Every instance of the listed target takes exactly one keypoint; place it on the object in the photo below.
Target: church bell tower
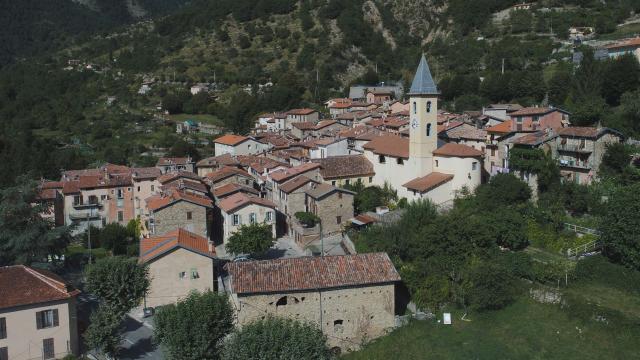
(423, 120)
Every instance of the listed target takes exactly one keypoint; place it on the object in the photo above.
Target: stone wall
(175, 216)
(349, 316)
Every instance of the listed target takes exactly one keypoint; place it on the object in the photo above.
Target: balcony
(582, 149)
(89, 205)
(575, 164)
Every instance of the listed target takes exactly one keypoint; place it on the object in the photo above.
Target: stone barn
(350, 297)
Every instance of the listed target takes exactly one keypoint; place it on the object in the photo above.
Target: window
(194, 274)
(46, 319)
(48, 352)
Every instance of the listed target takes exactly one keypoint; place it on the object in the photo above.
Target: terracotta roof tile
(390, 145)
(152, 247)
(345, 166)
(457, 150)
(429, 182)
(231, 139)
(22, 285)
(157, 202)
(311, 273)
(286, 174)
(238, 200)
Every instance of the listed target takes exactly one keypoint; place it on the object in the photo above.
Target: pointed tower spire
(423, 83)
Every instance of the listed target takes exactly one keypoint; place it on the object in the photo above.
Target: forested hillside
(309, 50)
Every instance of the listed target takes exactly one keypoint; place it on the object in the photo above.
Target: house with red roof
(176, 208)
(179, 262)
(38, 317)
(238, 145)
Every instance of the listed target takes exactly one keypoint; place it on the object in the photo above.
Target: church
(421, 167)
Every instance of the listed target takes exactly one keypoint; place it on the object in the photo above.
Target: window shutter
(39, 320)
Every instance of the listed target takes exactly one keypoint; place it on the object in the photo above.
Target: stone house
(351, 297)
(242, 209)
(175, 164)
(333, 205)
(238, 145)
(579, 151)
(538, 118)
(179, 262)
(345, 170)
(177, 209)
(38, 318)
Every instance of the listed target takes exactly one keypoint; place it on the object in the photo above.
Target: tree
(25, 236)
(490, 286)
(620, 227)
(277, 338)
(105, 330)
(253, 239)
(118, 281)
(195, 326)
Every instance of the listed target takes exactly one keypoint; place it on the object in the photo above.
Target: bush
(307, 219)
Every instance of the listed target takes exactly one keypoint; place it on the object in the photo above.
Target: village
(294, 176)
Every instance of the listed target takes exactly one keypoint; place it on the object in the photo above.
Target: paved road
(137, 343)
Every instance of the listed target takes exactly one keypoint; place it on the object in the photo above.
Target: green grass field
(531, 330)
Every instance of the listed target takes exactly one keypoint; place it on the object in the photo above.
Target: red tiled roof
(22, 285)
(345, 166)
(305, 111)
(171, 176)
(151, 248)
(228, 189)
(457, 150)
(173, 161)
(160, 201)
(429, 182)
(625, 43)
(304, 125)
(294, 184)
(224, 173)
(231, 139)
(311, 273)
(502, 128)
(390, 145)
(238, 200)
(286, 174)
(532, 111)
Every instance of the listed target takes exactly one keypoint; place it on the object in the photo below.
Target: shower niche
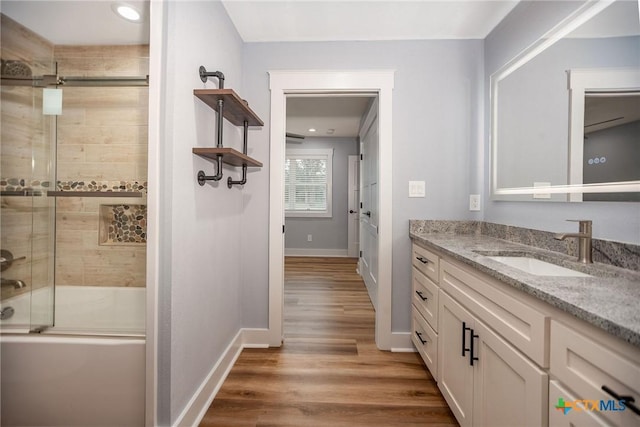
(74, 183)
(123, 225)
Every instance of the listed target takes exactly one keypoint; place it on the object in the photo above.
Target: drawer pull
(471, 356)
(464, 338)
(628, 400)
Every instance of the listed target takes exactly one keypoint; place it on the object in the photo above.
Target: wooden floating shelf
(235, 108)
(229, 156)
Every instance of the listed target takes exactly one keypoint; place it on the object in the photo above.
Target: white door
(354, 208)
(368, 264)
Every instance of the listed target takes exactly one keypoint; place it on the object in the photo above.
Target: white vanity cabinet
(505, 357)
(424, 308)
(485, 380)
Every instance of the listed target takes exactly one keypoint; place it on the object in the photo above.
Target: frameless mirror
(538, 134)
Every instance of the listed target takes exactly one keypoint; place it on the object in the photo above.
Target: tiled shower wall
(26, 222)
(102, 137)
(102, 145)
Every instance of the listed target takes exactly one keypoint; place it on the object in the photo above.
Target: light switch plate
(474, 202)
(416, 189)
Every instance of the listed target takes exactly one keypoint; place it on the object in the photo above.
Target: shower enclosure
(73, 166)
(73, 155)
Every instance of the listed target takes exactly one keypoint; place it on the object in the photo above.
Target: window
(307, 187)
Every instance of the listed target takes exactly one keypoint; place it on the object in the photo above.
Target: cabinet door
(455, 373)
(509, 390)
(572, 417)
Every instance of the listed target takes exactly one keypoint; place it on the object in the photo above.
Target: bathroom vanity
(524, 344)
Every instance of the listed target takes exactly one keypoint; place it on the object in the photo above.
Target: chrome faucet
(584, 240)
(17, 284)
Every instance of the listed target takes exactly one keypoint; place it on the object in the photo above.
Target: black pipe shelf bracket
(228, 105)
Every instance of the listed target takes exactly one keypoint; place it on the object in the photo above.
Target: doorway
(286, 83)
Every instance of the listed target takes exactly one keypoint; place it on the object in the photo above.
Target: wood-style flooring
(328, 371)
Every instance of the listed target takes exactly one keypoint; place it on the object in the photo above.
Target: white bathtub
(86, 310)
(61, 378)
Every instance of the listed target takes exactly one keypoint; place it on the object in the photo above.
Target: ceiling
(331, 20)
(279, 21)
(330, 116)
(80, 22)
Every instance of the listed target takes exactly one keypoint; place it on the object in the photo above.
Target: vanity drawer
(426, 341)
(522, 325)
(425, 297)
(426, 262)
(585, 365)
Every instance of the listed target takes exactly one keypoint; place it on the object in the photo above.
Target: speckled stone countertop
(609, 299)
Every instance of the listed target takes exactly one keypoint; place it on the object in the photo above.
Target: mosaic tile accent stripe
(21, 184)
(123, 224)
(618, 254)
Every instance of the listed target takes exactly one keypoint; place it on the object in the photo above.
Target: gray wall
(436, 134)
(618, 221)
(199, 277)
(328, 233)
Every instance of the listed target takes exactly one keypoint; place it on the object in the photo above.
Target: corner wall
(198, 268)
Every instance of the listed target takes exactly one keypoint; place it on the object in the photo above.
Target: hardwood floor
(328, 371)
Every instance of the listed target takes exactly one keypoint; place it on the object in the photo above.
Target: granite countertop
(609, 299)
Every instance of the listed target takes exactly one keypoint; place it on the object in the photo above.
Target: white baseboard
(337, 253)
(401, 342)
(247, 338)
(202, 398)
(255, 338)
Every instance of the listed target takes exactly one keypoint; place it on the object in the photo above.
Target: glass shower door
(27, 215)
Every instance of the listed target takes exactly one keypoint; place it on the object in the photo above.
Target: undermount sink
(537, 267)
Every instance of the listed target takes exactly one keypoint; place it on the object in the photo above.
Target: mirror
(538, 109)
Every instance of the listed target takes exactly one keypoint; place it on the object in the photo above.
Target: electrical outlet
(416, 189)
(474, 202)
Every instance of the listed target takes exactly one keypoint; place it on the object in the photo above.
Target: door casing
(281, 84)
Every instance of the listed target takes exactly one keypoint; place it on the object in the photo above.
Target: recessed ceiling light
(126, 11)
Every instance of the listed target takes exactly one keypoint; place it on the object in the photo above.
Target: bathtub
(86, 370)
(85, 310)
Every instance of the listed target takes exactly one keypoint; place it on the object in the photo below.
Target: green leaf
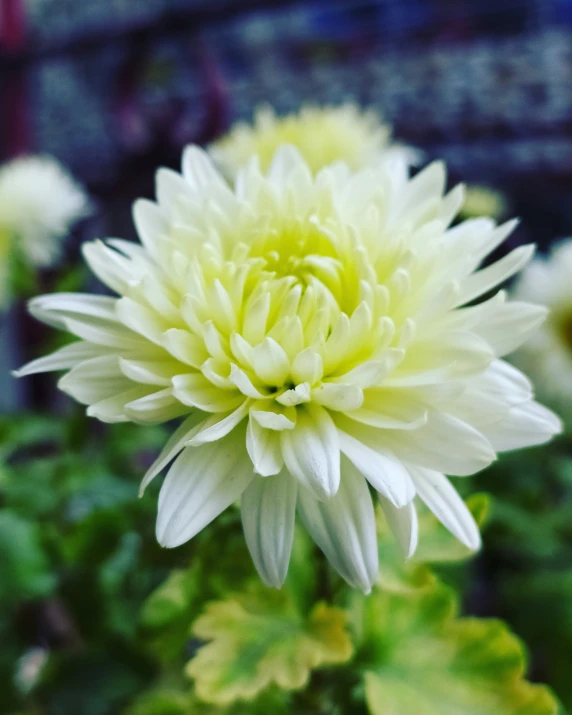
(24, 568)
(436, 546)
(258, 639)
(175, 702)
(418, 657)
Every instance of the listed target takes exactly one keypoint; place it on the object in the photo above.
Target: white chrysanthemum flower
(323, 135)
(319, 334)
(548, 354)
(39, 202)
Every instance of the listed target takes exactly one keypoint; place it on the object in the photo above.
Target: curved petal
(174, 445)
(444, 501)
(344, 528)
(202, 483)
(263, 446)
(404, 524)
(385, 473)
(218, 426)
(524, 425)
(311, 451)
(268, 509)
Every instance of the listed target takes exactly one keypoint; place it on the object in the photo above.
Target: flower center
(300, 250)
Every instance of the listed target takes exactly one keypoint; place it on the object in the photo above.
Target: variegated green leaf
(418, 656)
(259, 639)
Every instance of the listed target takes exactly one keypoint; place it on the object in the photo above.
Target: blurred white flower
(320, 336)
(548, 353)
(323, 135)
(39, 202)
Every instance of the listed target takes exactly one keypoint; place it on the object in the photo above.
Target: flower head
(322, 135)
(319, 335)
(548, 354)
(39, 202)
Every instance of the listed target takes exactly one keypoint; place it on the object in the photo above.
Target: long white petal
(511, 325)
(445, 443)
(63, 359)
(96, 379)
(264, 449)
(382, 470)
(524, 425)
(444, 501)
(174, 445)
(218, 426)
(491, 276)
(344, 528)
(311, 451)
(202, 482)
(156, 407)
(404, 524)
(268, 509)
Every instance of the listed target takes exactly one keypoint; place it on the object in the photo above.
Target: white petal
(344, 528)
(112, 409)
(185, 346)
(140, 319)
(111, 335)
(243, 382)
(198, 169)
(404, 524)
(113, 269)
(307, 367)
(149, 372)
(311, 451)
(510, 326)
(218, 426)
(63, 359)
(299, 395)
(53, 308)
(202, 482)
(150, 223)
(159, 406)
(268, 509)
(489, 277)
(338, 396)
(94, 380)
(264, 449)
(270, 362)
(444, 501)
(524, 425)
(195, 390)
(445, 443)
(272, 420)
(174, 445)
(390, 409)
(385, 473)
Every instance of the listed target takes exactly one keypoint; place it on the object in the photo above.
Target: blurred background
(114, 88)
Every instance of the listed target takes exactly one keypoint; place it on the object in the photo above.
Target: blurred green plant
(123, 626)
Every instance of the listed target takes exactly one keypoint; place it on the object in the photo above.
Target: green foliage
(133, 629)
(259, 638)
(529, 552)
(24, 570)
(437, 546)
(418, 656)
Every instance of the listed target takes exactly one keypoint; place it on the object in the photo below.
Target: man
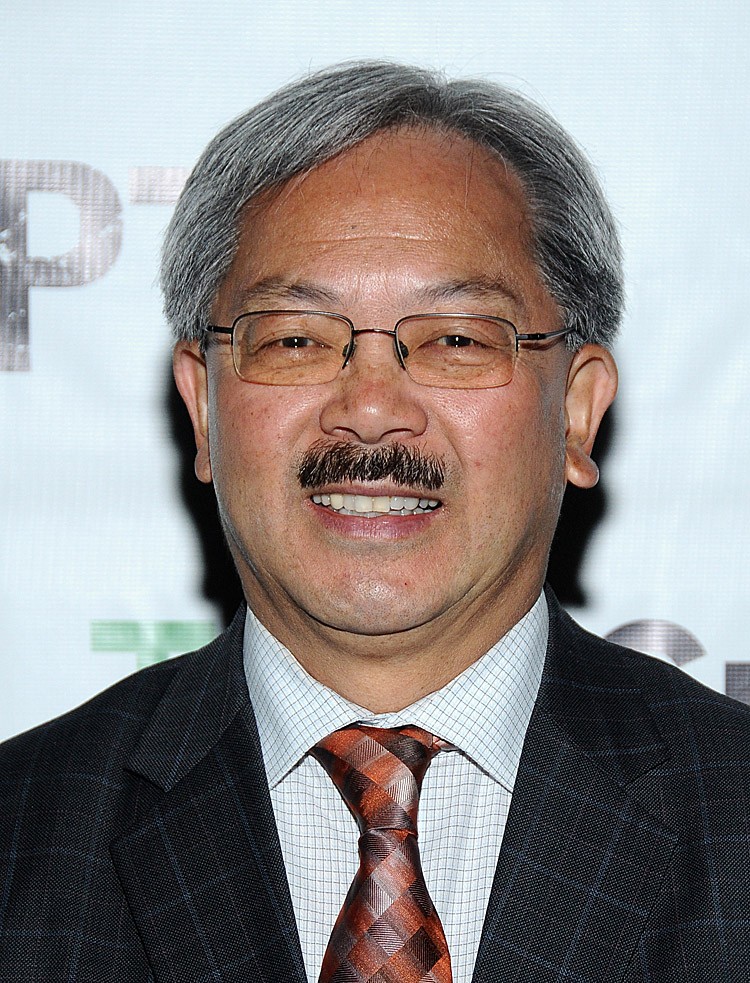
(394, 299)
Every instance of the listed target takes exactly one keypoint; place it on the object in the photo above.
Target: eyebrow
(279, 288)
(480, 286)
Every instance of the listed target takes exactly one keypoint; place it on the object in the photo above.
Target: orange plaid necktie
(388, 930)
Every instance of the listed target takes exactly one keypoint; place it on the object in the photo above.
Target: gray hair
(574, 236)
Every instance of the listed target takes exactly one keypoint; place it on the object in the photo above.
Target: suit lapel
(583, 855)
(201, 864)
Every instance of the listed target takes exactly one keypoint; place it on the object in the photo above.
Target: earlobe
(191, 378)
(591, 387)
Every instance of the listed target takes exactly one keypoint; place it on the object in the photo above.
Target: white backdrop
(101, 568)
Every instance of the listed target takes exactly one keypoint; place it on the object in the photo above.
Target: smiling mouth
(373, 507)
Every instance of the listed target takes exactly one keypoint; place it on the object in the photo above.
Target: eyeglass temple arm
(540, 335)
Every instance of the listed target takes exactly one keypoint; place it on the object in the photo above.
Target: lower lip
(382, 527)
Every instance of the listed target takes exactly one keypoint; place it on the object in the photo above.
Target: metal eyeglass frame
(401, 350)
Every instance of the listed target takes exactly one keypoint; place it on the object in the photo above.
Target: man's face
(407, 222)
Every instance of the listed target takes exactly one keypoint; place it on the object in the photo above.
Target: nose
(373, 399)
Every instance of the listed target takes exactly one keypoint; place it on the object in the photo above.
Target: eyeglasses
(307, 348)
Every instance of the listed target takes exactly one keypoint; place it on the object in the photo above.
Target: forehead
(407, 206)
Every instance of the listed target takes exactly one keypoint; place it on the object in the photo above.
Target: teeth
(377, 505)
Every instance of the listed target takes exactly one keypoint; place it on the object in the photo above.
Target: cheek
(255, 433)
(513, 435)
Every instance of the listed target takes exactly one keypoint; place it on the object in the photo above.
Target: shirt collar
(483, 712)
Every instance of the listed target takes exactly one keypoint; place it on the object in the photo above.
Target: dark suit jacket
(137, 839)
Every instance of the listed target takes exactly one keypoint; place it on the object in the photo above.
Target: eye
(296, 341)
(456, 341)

====

Required work: Find each line in the records above that contains the word "house", and copy those lines out. Case counts.

Task result:
Target: house with red roof
Target: stone house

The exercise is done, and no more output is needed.